بِسْمِ اللهِ الرَّحْمنِ الرَّحِيمِ
Bila anda membawa Al-Qur’an dengan tangan
kanan dan menghadapkan wajah kepada-Nya dengan sepenuh hati, lalu anda
menelusuri lembaran demi lembaran, surat demi surat atau ayat demi ayat,
ketahuilah bahwa di antara orang yang telah berjasa besar terhadap anda, hingga
anda dapat bersyukur dan mengenal karya besar ini, ialah seorang manusia utama
yang bernama Zaid bin Tsabit. Semua peristiwa tentang pengumpulan Al-Qur’an
menjadi satu mushaf akan selalu menyebut seorang shahabat yang mulia ini.
Seandainya diadakan penaburan bunga
sebagai penghormatan dan kenang-kenangan terhadap mereka yang mendapatkan
berkat karena telah mempersembahkan jasa yang tidak ternilai dalam menghimpun,
menyusun, menertibkan, dan memelihara kesucian Al-Qur’an, hak Zaid bin Tsabit
untuk menerima bunga-bunga penghormatan dan penghargaan itu tentu sangat besar.
Ia adalah seorang Anshar yang berasal dari
Madinah. Ketika Rasulullah hijrah ke Madihan, umurnya baru berusia 11 tahun.
Anak kecil ini ikut masuk Islam bersama-sama keluarga yang lain yang juga
masuk Islam. Ia mendapat berkah karena didoakan oleh Rasulullah. Orang tuanya
membawa dirinya untuk ikut bersama-sama dalam Perang Badar, namun Rasulullah
tidak membolehkan dirinya untuk ikut karena umur dan tubuhnya yang masih kecil.
Pada Perang Uhud ia bersama teman-teman
sebayanya menghadap lagi kepada Rasulullah dan memohon agar dapat diterima
dalam barisan Mujahidin, bahkan para keluarga dari anak-anak ini pun mendukung
sepenuhnya permintaan mereka sangat berharap dikabulkan. Rasulullah mengamati
pasukan berkuda cilik itu dengan pandangan dengan penuh rasa syukur.
Rasulullah sepertinya masih keberatan
untuk merekrut mereka dalam perang kali ini. Namun, salah seorang di antara
mereka yang bernama Radi’ bin Khudaij tampil di hadapan Rasulullah dengan
membawa tombaknya, lalu memainkannya dengan gerakan yang lihai dan menakjubkan.
Ia lalu berkata kepada Rasulullah, “Sebagaimana engkau lihat, aku adalah
seorang pelempar tombak yang mahir, karena itu izinkanlah aku untuk ikut.”
Rasulullah mengucapkan selamat terhadap
pahlawan muda yang sedang dalam masa pertumbuhan ini sambil memandanginya
disertai senyuman, lalu mengizinkannya untuk berperang.

> _BARIS DATASET_:

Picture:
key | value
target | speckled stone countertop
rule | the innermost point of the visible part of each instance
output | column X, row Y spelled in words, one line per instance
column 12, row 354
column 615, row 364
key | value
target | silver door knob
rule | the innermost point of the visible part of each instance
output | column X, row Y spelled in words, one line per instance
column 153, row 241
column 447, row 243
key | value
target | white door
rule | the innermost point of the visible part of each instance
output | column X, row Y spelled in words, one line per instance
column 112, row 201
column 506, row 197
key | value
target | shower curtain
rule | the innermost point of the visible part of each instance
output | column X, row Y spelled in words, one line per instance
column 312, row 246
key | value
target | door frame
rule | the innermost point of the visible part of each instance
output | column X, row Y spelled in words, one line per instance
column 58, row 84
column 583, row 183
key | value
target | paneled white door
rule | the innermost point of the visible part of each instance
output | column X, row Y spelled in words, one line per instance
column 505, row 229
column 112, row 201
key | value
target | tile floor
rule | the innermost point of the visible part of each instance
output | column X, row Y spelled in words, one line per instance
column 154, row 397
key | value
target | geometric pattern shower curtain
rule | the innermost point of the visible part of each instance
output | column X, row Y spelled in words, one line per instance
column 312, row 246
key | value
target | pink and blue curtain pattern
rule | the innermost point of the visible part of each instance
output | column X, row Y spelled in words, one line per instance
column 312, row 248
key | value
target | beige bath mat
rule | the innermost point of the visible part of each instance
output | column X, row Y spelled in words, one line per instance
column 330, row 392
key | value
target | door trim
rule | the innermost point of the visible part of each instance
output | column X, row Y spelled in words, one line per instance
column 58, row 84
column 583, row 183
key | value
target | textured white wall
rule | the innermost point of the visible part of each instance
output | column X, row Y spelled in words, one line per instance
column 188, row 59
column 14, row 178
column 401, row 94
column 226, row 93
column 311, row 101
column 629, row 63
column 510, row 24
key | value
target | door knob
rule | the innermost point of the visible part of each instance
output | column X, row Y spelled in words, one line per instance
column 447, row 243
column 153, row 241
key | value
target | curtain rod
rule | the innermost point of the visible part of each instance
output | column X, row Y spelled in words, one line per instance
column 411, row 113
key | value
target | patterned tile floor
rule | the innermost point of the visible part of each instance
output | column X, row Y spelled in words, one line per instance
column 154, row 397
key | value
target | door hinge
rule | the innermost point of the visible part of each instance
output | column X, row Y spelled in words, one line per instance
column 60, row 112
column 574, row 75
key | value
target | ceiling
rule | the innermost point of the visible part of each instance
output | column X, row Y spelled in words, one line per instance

> _SOAL_:
1: Tuliskan kembali bagian teks tentang Zaid bin Tsabit mulai dari "Seandainya diadakan penaburan" sampai dengan "tentu sangat besar.".
2: Tentukan apakah setiap pernyataan berikut sesuai dengan teks tentang Zaid bin Tsabit, jawab ya atau tidak, dan kutip kata-kata teks yang menjadi penentunya. (a) Zaid bin Tsabit berusia 11 tahun ketika Rasulullah hijrah. (b) Rasulullah mengizinkan Zaid bin Tsabit ikut dalam Perang Badar. (c) Radi’ bin Khudaij menunjukkan kemahirannya memainkan pedang di hadapan Rasulullah.

> _DAFTAR JAWABAN_:
1:
Seandainya diadakan penaburan bunga
sebagai penghormatan dan kenang-kenangan terhadap mereka yang mendapatkan
berkat karena telah mempersembahkan jasa yang tidak ternilai dalam menghimpun,
menyusun, menertibkan, dan memelihara kesucian Al-Qur’an, hak Zaid bin Tsabit
untuk menerima bunga-bunga penghormatan dan penghargaan itu tentu sangat besar.

2:
(a) Ya: "umurnya baru berusia 11 tahun".
(b) Tidak: "Rasulullah tidak membolehkan dirinya untuk ikut karena umur dan tubuhnya yang masih kecil".
(c) Tidak: "membawa tombaknya, lalu memainkannya dengan gerakan yang lihai dan menakjubkan".